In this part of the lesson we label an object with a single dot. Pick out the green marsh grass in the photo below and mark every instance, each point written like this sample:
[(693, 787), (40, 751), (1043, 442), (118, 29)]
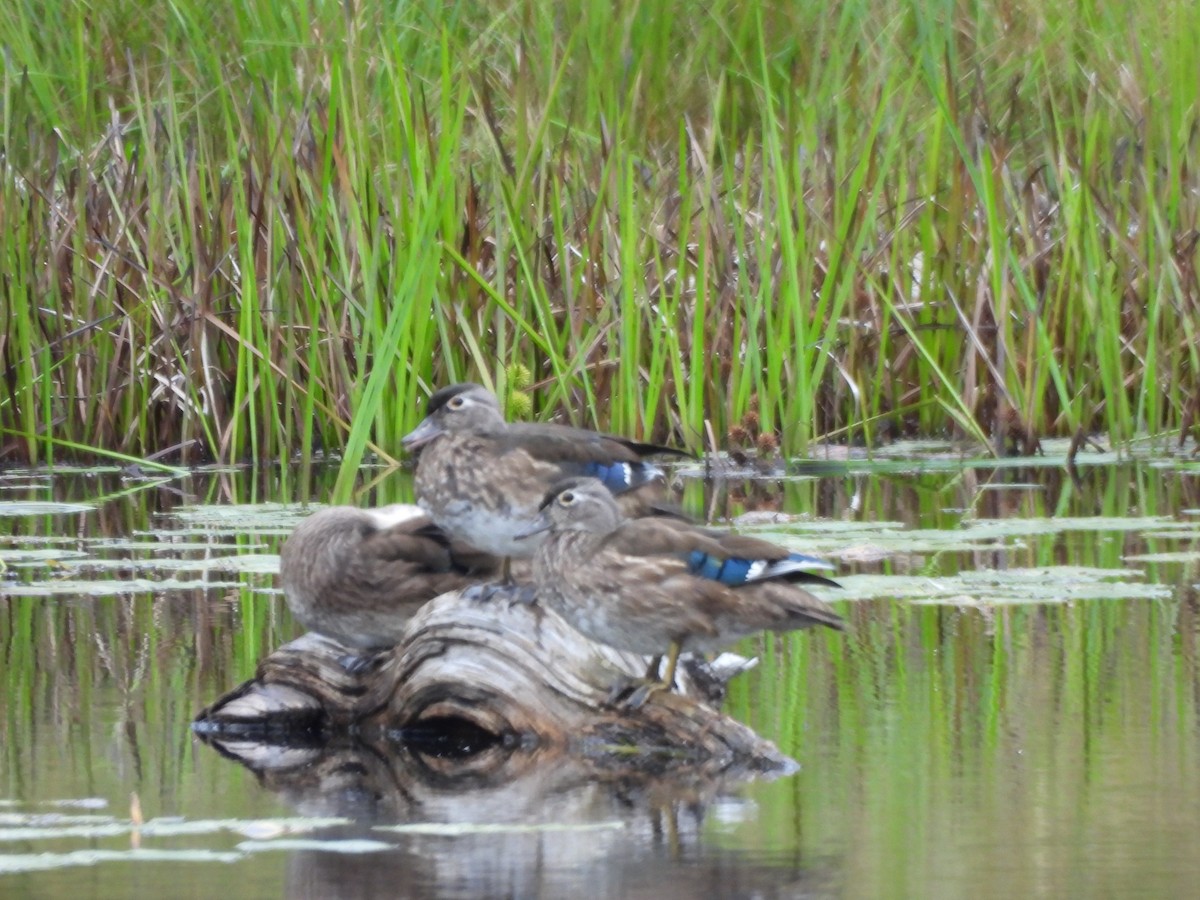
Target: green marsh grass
[(273, 228)]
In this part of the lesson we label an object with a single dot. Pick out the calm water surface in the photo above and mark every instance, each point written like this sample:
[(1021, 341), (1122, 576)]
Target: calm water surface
[(978, 745)]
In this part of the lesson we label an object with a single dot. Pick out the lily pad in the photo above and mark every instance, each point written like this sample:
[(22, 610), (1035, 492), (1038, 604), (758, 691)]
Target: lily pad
[(1179, 556), (41, 862), (455, 829), (42, 556), (989, 587), (330, 846)]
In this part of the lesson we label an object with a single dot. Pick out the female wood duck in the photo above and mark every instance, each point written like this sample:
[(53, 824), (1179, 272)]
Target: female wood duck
[(481, 479), (357, 575), (653, 585)]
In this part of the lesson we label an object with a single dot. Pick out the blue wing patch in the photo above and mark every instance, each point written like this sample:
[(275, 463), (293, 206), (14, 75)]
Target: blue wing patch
[(621, 477), (736, 570)]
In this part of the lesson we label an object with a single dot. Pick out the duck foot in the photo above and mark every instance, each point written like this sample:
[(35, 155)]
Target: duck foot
[(358, 665), (633, 693), (514, 593)]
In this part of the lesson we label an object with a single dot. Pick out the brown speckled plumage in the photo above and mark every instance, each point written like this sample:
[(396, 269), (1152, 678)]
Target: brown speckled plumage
[(357, 575), (481, 478), (637, 585)]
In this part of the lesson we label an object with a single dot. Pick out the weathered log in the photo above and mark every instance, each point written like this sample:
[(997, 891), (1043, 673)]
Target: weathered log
[(498, 676)]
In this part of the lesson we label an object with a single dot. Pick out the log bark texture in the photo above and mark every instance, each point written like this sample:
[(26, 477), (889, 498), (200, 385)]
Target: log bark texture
[(517, 676)]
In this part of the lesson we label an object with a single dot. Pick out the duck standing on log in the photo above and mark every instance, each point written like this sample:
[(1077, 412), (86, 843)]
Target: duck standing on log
[(481, 478), (653, 585), (357, 575)]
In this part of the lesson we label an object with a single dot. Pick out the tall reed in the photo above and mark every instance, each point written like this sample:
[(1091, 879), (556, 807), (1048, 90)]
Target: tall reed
[(270, 229)]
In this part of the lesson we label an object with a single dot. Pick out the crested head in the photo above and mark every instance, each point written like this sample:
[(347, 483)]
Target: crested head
[(466, 402), (456, 408), (581, 504)]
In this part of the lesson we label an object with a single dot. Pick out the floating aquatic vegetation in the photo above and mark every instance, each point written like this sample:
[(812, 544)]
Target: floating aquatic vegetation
[(988, 587), (42, 508)]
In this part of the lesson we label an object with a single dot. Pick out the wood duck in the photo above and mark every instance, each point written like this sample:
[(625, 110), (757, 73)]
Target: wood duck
[(357, 575), (653, 585), (481, 479)]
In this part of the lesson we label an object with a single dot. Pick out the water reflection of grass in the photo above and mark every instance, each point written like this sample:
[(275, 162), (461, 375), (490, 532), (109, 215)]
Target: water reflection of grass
[(251, 232)]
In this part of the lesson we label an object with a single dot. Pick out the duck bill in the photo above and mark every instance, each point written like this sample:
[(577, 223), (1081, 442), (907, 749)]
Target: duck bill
[(538, 526), (420, 436)]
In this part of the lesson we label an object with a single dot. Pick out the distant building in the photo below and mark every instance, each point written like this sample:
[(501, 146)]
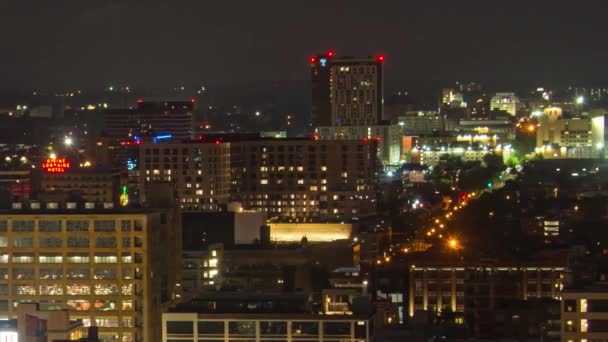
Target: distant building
[(346, 91), (432, 155), (302, 179), (90, 184), (111, 268), (388, 138), (578, 137), (486, 131), (264, 317), (151, 119), (507, 102), (585, 313), (452, 98), (422, 123)]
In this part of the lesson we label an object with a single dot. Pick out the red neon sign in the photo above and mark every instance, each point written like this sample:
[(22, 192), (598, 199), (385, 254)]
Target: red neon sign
[(56, 165)]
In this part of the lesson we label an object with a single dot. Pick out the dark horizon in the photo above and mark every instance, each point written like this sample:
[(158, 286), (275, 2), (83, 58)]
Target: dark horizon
[(73, 44)]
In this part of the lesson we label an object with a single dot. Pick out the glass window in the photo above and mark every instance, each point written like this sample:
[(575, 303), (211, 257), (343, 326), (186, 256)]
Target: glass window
[(241, 328), (273, 328), (127, 305), (304, 329), (106, 289), (78, 273), (108, 322), (105, 259), (78, 242), (50, 259), (125, 225), (23, 258), (24, 290), (105, 273), (127, 289), (23, 273), (127, 273), (23, 242), (77, 289), (180, 327), (211, 328), (105, 242), (49, 226), (105, 305), (77, 226), (51, 290), (336, 328), (104, 226), (23, 226), (78, 259), (50, 242), (127, 322), (51, 273), (79, 304)]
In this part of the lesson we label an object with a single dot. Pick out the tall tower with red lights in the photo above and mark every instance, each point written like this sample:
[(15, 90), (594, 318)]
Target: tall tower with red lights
[(346, 91)]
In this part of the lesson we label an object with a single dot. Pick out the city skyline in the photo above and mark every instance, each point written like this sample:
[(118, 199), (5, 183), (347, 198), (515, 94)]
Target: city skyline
[(67, 43)]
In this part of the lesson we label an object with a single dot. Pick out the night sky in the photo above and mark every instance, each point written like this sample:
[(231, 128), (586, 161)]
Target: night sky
[(164, 43)]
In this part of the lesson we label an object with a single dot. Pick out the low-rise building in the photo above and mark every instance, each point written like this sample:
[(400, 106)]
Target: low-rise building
[(116, 269), (585, 313)]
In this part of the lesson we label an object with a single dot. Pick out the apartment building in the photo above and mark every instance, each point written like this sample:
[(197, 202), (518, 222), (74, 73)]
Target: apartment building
[(585, 313), (302, 179), (103, 264)]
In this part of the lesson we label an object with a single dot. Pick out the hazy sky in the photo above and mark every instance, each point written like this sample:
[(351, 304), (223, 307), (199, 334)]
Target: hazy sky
[(165, 42)]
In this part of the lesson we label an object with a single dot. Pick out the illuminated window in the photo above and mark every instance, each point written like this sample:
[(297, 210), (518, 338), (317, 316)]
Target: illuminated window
[(23, 259), (107, 322), (78, 259), (23, 226), (78, 273), (23, 242), (105, 259), (106, 289), (51, 290), (79, 304), (126, 289)]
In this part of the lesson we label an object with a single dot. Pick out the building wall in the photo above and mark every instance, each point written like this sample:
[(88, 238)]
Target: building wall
[(103, 267), (584, 316), (387, 137), (314, 232), (200, 172), (262, 327)]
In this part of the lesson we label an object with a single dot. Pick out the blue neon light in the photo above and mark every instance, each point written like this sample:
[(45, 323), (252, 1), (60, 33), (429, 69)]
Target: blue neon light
[(157, 138)]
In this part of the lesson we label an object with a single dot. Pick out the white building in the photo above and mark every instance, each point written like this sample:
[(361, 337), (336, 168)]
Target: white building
[(585, 314), (579, 137), (505, 101), (388, 137), (422, 123)]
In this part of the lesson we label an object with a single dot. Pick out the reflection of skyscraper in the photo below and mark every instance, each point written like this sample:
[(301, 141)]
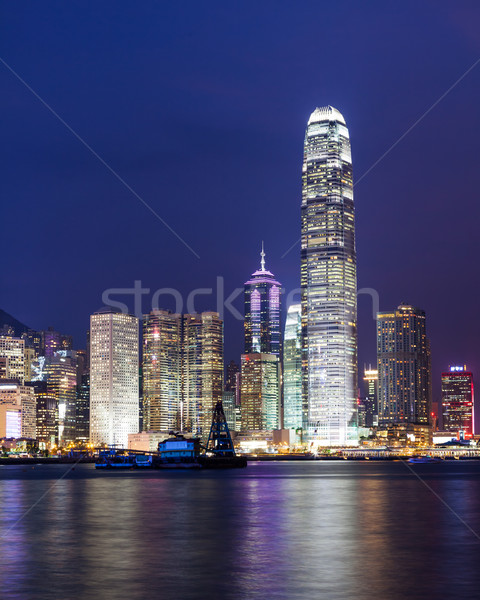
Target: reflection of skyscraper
[(403, 357), (292, 369), (329, 281), (262, 312), (113, 377), (457, 401), (161, 371), (202, 370)]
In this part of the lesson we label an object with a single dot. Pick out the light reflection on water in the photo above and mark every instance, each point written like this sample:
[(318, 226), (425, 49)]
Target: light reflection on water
[(274, 530)]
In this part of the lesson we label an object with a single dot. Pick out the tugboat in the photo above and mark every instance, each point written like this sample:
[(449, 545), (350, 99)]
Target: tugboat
[(179, 452), (110, 459)]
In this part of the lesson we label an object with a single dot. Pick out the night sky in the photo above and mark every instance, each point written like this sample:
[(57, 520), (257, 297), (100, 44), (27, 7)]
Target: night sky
[(201, 108)]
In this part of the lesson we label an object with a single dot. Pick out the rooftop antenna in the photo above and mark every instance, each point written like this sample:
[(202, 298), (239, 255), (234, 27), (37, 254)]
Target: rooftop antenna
[(262, 261)]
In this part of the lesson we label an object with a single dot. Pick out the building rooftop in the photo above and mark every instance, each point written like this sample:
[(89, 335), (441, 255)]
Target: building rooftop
[(326, 113)]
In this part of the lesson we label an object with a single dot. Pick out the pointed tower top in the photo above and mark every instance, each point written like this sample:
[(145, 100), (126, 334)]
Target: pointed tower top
[(262, 259)]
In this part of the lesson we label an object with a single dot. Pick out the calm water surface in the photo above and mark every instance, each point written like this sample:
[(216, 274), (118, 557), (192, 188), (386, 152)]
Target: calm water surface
[(274, 530)]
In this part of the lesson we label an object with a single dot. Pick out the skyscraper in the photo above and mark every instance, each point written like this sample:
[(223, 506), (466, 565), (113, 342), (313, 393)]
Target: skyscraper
[(292, 369), (114, 393), (457, 401), (12, 350), (46, 413), (260, 407), (262, 311), (202, 370), (329, 282), (403, 359), (162, 369), (17, 410)]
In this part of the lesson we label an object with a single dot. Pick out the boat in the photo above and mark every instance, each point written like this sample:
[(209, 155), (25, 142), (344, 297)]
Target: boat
[(179, 452), (423, 459), (111, 460)]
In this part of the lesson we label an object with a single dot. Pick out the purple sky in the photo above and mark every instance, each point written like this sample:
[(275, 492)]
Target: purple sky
[(201, 108)]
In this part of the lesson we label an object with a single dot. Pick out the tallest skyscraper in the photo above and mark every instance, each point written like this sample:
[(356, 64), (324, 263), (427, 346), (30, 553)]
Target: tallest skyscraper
[(329, 282)]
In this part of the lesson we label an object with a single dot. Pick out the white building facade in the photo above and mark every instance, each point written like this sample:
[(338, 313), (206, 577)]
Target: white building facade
[(114, 370), (329, 282)]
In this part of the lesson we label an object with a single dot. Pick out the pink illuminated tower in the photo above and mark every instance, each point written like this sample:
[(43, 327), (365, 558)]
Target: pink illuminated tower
[(262, 311)]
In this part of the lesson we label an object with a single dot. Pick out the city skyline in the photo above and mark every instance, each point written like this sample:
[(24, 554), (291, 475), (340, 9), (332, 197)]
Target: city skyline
[(328, 281), (149, 155)]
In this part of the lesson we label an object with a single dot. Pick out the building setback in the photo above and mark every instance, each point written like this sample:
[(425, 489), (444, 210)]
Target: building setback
[(403, 362), (162, 370), (260, 407), (17, 410), (457, 401), (12, 353), (262, 312), (114, 393), (202, 370), (293, 414), (328, 282)]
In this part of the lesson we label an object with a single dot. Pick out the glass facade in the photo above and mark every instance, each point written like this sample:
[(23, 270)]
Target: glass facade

▶ **WHAT THIS TASK INVOLVES**
Render the part of the items that opens with the line containing "the duck foot" and closes with the line containing "[(357, 575), (481, 478), (637, 585)]", both lines included, as a Markdown table with the columns Number and Line, leaving out any blank lines.

▶ **TASK ANSWER**
| Number | Line |
|---|---|
| 1 | In this part of the lesson we label an object with a single dot. Pick out the duck foot in the photo above and mark every instance, each point written like this sample: |
| 2 | [(35, 155)] |
| 3 | Target: duck foot |
| 4 | [(358, 665), (633, 693), (514, 593)] |
| 5 | In this part of the lesson we label an object with a single dot. Pick out the brown speckled plumage in the photo above and mark every instance, each point written like this sample: |
| 6 | [(396, 269), (1152, 678)] |
| 7 | Target: brown speckled plumage |
| 8 | [(357, 575), (481, 478), (637, 585)] |